• _Brief_: When you reach the line containing "Indicate one point per instance of the driftwood log" in the records below, start copying exactly, and stop once you have copied the line containing "Indicate one point per instance of the green shrub".

• _Dataset entries_:
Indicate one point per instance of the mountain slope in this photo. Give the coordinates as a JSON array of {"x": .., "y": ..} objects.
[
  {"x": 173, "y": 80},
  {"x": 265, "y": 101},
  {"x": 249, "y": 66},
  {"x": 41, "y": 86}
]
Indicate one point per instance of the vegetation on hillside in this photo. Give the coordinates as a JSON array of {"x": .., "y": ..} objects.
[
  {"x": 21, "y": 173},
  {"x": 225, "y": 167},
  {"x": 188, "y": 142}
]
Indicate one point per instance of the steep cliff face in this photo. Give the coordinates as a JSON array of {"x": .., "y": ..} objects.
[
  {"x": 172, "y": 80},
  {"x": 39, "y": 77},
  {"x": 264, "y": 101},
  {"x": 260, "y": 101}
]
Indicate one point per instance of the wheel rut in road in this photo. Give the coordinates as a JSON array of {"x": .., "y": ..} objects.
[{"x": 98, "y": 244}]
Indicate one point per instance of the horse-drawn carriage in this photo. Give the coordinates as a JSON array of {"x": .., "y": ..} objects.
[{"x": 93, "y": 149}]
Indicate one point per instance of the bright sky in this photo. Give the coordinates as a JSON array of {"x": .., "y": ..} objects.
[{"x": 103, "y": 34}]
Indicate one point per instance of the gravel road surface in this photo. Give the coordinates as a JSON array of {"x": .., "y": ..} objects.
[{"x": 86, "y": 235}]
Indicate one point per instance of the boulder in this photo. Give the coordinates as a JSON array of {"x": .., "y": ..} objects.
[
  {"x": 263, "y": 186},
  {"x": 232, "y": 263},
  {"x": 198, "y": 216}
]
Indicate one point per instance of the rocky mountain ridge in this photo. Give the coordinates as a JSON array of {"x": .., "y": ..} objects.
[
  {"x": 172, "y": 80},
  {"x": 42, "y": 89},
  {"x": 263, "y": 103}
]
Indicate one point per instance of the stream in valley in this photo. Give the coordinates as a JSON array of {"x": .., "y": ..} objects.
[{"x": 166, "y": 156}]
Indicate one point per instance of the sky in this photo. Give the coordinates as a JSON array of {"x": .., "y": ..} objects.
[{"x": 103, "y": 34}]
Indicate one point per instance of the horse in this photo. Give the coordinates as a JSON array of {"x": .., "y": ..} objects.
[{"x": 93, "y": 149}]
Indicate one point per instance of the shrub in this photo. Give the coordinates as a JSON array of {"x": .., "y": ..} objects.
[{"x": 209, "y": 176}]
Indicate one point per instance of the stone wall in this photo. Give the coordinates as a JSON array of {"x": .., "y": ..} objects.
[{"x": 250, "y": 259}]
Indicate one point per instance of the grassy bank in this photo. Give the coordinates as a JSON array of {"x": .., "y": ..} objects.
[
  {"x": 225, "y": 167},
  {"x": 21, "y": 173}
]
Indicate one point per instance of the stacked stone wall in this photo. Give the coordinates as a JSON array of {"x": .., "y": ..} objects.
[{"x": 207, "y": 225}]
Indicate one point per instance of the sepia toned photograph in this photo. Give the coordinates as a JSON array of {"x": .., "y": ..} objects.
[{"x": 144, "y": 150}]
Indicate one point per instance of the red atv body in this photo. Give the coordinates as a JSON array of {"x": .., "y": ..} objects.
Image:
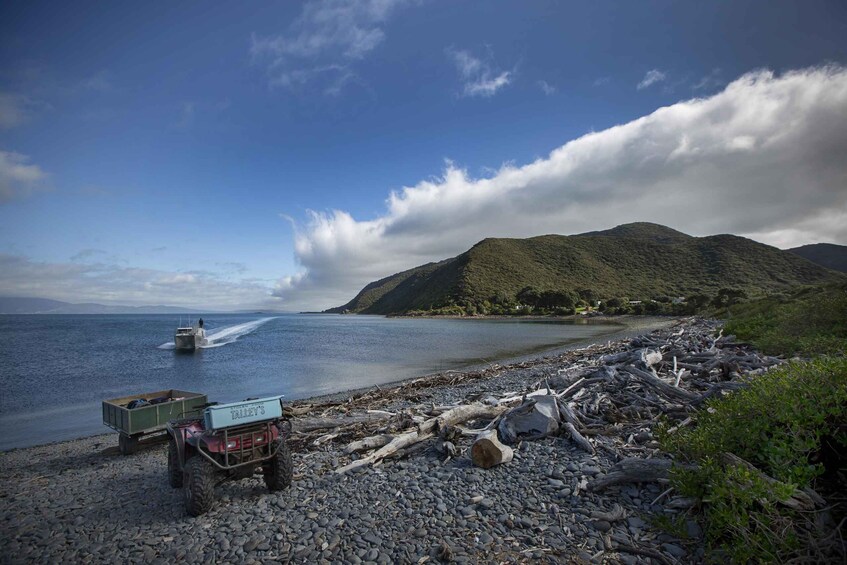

--

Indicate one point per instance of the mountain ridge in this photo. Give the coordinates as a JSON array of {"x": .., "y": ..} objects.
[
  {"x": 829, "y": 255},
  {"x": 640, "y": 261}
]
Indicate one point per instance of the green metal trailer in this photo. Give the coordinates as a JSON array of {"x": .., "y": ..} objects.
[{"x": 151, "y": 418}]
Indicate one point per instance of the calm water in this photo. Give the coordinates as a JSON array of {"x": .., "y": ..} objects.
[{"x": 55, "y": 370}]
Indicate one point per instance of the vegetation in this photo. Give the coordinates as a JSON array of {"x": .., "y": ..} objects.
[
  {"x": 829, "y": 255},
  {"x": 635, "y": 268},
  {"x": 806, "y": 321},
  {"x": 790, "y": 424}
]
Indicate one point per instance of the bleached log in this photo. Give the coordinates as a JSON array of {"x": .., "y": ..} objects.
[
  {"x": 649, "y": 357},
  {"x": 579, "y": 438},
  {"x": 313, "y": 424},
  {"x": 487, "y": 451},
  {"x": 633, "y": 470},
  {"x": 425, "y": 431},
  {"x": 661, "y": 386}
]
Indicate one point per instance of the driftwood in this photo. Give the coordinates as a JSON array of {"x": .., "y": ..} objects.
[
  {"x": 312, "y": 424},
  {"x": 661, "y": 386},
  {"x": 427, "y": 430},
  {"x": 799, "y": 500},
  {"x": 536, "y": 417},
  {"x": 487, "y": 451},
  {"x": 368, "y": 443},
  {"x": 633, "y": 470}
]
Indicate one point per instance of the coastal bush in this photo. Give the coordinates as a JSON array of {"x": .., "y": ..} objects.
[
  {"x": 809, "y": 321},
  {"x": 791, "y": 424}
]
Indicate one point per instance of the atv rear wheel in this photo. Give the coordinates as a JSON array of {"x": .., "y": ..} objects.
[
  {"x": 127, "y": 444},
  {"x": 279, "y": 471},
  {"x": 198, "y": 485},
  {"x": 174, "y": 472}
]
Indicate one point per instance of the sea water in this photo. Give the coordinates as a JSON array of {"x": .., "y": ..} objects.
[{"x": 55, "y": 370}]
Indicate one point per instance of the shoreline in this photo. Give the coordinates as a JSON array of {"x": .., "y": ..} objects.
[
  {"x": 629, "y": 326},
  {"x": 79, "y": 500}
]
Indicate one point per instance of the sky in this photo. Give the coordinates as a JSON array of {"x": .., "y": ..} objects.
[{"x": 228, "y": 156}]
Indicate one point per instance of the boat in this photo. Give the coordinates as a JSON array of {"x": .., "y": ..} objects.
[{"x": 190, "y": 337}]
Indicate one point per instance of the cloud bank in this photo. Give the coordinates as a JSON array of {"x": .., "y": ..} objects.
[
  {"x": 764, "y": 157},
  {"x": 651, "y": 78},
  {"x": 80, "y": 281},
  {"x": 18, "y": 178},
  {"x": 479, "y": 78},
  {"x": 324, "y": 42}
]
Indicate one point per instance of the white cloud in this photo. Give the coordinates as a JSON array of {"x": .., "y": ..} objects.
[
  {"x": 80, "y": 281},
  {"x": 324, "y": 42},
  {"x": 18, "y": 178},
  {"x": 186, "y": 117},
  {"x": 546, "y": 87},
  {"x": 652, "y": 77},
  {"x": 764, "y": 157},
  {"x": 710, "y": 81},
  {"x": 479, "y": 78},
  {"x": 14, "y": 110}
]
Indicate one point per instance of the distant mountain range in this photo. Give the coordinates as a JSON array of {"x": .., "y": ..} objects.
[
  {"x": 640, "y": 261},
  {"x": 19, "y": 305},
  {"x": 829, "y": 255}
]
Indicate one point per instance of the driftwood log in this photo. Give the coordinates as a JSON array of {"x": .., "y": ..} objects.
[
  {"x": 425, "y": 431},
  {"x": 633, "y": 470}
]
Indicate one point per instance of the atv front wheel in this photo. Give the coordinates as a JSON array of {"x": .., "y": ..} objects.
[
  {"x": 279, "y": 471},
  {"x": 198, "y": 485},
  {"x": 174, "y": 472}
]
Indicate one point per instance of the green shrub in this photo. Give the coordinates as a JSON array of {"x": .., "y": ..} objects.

• _Answer_:
Indicate one point per instance of the driftwood log in this photo. Give the coordinates as a JSON array of {"x": .., "y": ..} objects.
[
  {"x": 425, "y": 431},
  {"x": 633, "y": 470}
]
Indicate one point per instance of the atv front wheel in this photo. Give the coordinates as a JSON array of {"x": .., "y": ..} objects.
[
  {"x": 279, "y": 471},
  {"x": 198, "y": 485},
  {"x": 174, "y": 472}
]
Indicate one point per instance of the green shrub in this photo. Give the coordinates as a JSON array of {"x": .., "y": ..} objects.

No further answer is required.